Quoted passage START

Briefly

Japan

Bobby Fischer freed, heads for Iceland

Chess legend Bobby Fischer was freed today after nearly nine months in a Japanese detention center and immediately headed for the airport to board a flight to his new home, Iceland.

Fischer, sporting a beard and a baseball cap pulled down low over his face, left the immigration detention center on Tokyo’s outskirts early today.

He was accompanied by his fiancee, Miyoko Watai, the head of Japan’s chess association, and officials from the Icelandic Embassy. He was scheduled to catch an afternoon flight to Denmark en route to Iceland.

Fischer is wanted by the United States for violating sanctions imposed on the former Yugoslavia by playing an exhibition match against Russian Boris Spassky in 1992.

Greece

Canadian teen faces trial for taking rock

Greek authorities arrested and charged a 16-year-old Canadian girl who allegedly took a piece of marble from the grounds of the 2,500-year-old Parthenon while posing for a photograph.

Madelaine Gierc, of Vancouver Island, British Columbia, was arrested Sunday after a security guard saw her picking up a stone near the ancient monument on Acropolis Hill. Gierc was charged with illegally possessing antiquities.

Investigating magistrate Melpomeni Chiotou ordered Gierc released from custody Tuesday and said she could leave the country, pending trial, court officials said. No trial date was set.

The charges carry a maximum of 10 years in prison, though such severe sentences are rarely imposed.

Ecuador

Police fire tear gas to disperse legislators

Police fired tear gas into Ecuador’s Congress before dawn Wednesday to disperse opposition lawmakers who refused to leave after a legislative session in Quito that cut short a debate on candidates for attorney general.

Congressman Omar Quintana, president of the legislature, ordered the electricity cut off to disrupt a sit-in by about 40 lawmakers, then authorized police to move in about 2 a.m. to force the 15 remaining legislators to abandon the building.

Quoted passage END
Source information START

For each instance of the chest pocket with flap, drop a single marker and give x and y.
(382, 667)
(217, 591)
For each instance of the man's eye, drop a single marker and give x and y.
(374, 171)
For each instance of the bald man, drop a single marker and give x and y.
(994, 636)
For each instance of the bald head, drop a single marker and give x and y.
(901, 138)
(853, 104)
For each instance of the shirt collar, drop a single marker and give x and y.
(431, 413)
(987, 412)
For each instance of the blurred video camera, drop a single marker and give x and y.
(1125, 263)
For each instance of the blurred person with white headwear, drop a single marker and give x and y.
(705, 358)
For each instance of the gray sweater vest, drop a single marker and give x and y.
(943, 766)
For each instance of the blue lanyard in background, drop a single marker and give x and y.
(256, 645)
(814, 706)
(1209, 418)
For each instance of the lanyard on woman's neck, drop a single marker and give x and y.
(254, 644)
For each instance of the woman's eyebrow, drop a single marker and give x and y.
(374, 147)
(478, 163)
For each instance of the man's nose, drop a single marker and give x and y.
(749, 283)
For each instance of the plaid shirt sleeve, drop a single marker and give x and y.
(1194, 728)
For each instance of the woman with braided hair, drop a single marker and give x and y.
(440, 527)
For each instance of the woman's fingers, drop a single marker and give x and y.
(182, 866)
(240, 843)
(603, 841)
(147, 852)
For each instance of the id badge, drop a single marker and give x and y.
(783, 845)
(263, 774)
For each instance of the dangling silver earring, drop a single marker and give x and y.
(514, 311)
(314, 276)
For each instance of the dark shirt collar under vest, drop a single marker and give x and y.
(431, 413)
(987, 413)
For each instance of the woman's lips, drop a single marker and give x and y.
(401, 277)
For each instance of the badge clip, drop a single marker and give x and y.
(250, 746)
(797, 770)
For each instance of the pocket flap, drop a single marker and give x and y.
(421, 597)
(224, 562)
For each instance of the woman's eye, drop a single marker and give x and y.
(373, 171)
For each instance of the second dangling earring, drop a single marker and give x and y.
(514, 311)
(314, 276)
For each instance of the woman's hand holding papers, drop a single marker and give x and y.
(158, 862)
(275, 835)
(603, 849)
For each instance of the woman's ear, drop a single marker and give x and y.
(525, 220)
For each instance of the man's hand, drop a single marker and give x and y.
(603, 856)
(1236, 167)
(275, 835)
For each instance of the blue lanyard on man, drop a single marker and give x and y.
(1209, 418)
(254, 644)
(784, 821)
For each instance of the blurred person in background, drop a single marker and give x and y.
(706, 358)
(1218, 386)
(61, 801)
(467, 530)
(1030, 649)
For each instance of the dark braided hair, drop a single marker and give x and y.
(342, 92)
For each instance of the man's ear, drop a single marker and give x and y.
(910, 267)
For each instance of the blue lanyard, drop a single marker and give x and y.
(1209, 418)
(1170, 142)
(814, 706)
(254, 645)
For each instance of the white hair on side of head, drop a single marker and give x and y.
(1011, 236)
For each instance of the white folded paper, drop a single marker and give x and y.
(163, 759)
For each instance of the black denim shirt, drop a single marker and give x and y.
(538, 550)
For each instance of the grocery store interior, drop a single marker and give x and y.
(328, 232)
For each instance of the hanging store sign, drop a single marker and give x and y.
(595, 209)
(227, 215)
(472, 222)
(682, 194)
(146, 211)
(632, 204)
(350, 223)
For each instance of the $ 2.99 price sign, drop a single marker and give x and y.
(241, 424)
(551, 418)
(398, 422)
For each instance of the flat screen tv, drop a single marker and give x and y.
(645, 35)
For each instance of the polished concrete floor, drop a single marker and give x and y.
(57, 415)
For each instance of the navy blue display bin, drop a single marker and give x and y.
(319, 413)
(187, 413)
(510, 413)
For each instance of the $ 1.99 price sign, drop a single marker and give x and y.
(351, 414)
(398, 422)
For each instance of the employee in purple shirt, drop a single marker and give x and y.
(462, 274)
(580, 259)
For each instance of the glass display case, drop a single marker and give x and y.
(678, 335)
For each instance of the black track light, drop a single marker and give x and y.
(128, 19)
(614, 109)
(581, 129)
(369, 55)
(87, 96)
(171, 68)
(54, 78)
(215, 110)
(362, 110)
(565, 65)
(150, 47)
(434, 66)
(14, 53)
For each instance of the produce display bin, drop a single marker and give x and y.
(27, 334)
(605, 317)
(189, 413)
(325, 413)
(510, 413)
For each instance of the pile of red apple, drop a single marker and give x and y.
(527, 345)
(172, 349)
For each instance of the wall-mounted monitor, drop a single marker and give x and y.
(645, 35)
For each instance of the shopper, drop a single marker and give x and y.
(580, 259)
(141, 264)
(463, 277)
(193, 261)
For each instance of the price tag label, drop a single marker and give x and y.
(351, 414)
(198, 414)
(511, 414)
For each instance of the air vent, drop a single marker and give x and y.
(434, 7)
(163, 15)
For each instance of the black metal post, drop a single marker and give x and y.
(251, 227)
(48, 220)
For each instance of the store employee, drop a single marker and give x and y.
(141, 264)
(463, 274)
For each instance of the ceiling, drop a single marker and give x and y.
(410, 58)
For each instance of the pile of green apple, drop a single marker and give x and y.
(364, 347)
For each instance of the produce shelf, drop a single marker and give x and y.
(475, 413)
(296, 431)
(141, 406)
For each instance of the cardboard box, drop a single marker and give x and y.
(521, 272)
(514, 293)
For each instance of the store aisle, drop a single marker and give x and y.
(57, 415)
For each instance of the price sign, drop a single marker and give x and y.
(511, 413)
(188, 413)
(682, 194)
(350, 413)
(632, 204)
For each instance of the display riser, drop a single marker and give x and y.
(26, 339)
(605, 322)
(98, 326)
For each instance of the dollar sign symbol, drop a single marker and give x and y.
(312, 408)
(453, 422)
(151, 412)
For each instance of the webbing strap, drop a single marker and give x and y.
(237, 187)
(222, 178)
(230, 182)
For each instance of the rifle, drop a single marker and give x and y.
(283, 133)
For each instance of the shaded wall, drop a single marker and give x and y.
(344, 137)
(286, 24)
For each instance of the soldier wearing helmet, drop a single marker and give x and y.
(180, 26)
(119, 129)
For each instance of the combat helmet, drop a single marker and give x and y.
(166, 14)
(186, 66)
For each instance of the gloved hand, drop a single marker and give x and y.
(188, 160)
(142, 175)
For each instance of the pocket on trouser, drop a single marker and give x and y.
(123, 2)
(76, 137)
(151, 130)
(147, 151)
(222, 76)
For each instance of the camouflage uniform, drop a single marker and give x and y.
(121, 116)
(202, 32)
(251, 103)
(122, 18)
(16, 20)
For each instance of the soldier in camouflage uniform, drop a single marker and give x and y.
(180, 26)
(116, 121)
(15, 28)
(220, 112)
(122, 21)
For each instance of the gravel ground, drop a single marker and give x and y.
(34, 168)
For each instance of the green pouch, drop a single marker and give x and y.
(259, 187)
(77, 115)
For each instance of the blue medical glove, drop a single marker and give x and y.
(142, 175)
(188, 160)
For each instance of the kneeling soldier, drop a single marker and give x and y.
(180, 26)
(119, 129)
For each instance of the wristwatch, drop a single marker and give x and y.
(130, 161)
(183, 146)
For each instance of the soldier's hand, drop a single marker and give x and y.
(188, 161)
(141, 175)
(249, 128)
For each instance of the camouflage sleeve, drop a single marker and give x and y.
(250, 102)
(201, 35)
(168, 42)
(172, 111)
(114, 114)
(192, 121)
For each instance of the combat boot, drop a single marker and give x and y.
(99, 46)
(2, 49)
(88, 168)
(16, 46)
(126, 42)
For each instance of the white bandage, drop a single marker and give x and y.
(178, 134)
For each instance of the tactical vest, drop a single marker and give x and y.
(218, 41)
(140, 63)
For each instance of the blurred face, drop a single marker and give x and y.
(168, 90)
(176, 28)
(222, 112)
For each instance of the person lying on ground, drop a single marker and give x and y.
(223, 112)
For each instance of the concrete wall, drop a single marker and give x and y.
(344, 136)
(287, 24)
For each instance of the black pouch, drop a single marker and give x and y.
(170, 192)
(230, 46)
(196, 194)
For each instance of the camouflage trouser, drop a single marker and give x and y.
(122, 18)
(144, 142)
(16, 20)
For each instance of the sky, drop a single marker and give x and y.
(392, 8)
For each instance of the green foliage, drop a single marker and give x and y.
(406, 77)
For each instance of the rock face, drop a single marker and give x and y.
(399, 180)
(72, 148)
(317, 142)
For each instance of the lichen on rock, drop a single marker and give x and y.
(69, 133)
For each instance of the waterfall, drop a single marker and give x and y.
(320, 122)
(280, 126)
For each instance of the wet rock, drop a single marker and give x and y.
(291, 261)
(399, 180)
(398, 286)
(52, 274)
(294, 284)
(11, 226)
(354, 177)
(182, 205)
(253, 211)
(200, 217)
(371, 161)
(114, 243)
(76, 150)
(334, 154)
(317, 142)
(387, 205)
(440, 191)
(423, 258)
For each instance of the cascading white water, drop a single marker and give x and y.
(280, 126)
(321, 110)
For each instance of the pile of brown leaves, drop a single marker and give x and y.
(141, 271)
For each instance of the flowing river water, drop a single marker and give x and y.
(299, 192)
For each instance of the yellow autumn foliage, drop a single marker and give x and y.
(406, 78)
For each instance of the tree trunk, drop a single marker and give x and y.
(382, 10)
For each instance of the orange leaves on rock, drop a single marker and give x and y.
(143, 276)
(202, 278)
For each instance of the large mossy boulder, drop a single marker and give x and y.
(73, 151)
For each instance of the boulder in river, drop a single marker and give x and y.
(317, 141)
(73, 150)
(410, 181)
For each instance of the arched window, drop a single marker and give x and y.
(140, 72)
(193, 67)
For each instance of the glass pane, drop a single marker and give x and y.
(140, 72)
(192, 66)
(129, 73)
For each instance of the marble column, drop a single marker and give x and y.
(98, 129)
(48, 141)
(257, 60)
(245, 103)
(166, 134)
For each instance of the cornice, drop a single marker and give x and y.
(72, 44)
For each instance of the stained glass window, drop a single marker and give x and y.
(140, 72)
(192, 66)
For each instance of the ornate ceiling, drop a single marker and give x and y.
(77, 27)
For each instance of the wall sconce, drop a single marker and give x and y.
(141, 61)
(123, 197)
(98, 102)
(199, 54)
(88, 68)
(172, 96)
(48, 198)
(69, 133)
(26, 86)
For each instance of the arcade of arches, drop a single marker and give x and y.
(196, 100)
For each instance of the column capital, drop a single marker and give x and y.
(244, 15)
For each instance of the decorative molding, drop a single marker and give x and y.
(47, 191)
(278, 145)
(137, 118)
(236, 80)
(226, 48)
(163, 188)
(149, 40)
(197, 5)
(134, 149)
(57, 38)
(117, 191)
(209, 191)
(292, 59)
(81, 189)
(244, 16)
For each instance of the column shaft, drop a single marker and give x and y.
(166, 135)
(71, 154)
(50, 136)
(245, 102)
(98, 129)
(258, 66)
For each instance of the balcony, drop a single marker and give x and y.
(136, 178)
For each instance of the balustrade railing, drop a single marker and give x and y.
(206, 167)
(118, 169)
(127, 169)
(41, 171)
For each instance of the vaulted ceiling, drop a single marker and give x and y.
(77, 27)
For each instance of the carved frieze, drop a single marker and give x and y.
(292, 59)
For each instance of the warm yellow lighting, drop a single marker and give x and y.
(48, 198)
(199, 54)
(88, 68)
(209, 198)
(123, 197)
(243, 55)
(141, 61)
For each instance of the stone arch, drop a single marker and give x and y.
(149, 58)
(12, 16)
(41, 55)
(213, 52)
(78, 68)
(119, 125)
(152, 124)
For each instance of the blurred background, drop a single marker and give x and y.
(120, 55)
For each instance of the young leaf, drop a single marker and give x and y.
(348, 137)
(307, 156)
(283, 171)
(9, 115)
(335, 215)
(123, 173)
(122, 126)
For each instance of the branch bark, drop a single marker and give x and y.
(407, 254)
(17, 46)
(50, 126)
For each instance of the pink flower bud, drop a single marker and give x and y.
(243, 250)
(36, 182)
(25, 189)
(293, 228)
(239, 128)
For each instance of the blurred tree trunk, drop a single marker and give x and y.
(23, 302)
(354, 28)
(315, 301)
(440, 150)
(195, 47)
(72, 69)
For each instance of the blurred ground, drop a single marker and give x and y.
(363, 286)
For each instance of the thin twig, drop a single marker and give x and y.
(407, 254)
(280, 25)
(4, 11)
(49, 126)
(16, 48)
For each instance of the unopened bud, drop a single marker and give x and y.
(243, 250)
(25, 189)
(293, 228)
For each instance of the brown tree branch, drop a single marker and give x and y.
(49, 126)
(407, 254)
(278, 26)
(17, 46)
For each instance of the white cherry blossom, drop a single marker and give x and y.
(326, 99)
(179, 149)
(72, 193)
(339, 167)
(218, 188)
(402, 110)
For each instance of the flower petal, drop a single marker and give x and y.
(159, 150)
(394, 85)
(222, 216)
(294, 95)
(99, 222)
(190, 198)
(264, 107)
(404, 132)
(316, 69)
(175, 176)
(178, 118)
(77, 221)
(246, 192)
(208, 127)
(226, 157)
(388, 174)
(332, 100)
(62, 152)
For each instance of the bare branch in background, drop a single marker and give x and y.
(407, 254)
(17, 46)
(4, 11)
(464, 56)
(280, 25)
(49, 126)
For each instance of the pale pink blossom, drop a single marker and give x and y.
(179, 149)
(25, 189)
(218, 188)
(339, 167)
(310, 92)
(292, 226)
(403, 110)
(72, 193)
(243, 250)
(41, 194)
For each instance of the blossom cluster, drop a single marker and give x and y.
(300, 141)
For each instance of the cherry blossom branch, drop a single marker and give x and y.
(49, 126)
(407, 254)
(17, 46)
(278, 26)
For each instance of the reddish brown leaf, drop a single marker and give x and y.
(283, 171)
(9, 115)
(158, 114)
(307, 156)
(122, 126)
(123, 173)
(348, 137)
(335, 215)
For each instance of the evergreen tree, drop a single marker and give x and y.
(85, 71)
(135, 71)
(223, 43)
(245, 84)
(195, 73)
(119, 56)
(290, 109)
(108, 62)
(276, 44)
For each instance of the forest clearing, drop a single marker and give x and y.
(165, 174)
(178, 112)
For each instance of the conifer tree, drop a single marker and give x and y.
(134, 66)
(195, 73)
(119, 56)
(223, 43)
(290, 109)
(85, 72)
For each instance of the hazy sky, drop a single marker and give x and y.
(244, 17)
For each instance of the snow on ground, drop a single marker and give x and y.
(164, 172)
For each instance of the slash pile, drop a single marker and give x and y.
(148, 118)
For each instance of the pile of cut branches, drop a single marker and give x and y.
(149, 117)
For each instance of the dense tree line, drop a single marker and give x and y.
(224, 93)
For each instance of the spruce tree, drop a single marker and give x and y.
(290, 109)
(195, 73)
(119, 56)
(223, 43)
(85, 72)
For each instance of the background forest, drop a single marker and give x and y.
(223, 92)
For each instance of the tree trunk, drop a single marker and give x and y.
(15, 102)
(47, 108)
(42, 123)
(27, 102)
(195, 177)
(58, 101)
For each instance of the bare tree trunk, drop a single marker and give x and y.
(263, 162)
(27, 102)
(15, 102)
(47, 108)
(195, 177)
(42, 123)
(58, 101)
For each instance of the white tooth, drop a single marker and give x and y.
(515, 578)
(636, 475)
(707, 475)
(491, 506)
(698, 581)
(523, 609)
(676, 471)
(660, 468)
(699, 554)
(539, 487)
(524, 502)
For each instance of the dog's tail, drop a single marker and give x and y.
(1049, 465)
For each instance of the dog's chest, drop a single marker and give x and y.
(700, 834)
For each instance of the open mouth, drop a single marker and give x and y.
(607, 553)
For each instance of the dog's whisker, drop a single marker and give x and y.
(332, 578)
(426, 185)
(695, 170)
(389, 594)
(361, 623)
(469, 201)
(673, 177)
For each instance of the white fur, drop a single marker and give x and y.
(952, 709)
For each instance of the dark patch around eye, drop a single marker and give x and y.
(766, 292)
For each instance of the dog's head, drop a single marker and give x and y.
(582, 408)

Source information END

» **Apply what you read**:
1. Duplicate the part of the news briefs that opens with the words containing "Fischer is wanted" and closes with "date was set.".
2. Summarize the news briefs in three sentences.
3. Supply the next part of the news briefs, picking up after the final sentence about the lawmakers in Ecuador's Congress.

» **Answer set**:
1.
Fischer is wanted by the United States for violating sanctions imposed on the former Yugoslavia by playing an exhibition match against Russian Boris Spassky in 1992.

Greece

Canadian teen faces trial for taking rock

Greek authorities arrested and charged a 16-year-old Canadian girl who allegedly took a piece of marble from the grounds of the 2,500-year-old Parthenon while posing for a photograph.

Madelaine Gierc, of Vancouver Island, British Columbia, was arrested Sunday after a security guard saw her picking up a stone near the ancient monument on Acropolis Hill. Gierc was charged with illegally possessing antiquities.

Investigating magistrate Melpomeni Chiotou ordered Gierc released from custody Tuesday and said she could leave the country, pending trial, court officials said. No trial date was set.

2. Chess legend Bobby Fischer was freed after nearly nine months in a Japanese detention center and headed for the airport to fly to his new home, Iceland. Greek authorities arrested and charged a 16-year-old Canadian girl who allegedly took a piece of marble from the grounds of the Parthenon, and she was later released from custody pending trial. In Ecuador, police fired tear gas into Congress before dawn Wednesday to disperse opposition lawmakers who refused to leave the building.

3.
Ecuadorean TV broadcast images of two policemen firing tear gas into the darkened chamber and lawmakers rushing out through a side door. There were no injuries or arrests.

Quintana abruptly ended the legislative session late Tuesday just as the opposition appeared on the verge of mustering enough votes to block a government-backed candidate from consideration for attorney general.

Austria

Nazi-clinic doctor too ill for trial

A doctor who worked at a clinic where the Nazis killed thousands of children deemed “unworthy” will not be put on trial because he suffers from severe dementia, Austria’s justice minister said.

Dr. Heinrich Gross, who faced charges in the deaths of nine children, is not mentally capable of following court proceedings, Justice Minister Karin Miklautsch said in a document released Tuesday in Vienna.

The charges against Gross, 89, will remain pending, said Viktor Eggert, head of the Justice Ministry’s political and war crimes department.

“The process is only suspended. It will end at some point with the suspect’s death,” he said.

Gross was a leading doctor in Vienna’s notorious Am Spiegelgrund clinic. Historians and survivors of the clinic have accused him of participating in clinic experiments on thousands of children deemed by the Nazis to be physically, mentally or otherwise unfit. The Nazis called such children “unworthy lives.”

Serbia-Montenegro

Bosnian Serb general surrenders to U.N. court

A senior Bosnian Serb general indicted in the 1995 massacre of nearly 8,000 Muslim men and boys in Srebrenica surrendered Wednesday to the U.N. war crimes tribunal, a court spokesman said.

Vinko Pandurevic was driven to the U.N. detention center outside The Hague, Netherlands, after a flight from Belgrade arranged by the Serbian government. Serbian authorities had announced on Sunday that they had persuaded him to surrender.

Pandurevic has been indicted for genocide, violations of the laws or customs of war and crimes against humanity. The indictment against him was secretly issued in 1998 and unsealed in 2001.

During Bosnia’s 1992-95 war, Pandurevic commanded the Bosnian Serb army’s so-called Zvornik Brigade. The brigade answered to commander Gen. Ratko Mladic and took part in the storming of Srebrenica, a U.N.-protected Muslim enclave, in July 1995. The onslaught was followed by summary executions of Muslim males in what became Europe’s worst carnage since World War II.

Kyrgyzstan

Government threatens force to restore order

Authorities raised the stakes Wednesday in a standoff with opposition groups that have seized control of large parts of southern Kyrgyzstan, with riot police breaking up a protest in the capital and top officials warning they may use force to restore order elsewhere.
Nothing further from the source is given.